**要做的事**
把下面所有条目里的"largest disc"全部改成"biggest circle"，其他地方一个字都别动，然后把整段重新写一遍。

**提供的条目**

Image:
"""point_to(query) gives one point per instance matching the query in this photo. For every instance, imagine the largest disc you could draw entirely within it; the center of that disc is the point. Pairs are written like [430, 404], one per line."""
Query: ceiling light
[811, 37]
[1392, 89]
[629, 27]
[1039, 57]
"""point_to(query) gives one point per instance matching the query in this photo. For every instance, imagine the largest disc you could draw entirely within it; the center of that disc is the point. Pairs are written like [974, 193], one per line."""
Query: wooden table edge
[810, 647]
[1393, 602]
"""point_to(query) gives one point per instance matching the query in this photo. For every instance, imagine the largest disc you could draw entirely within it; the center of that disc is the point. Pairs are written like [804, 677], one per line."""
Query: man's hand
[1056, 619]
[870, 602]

**任务结果**
Image:
"""point_to(query) gives one point per instance matching the query in this photo. For every instance, imagine the biggest circle you could draw entirely within it; the center of that disc is the point. Pairs are written like [430, 404], one per line."""
Query: ceiling light
[811, 37]
[1392, 89]
[629, 27]
[1039, 57]
"""point_to(query) gives one point per instance matching the query in this photo. For every instance, imagine the biggest circle you could draw entirely within it; the center of that disc is the point. Pairs are written like [974, 193], one per line."""
Query: wooden table edge
[810, 647]
[1393, 602]
"""point_to(query) gives one point per instance matching the query in this photo. For every instance, imagine the biggest circle you could draw entirely within it; the center of that disc is the point. Pairs are written like [804, 677], one per line."""
Query: man's hand
[1056, 619]
[870, 602]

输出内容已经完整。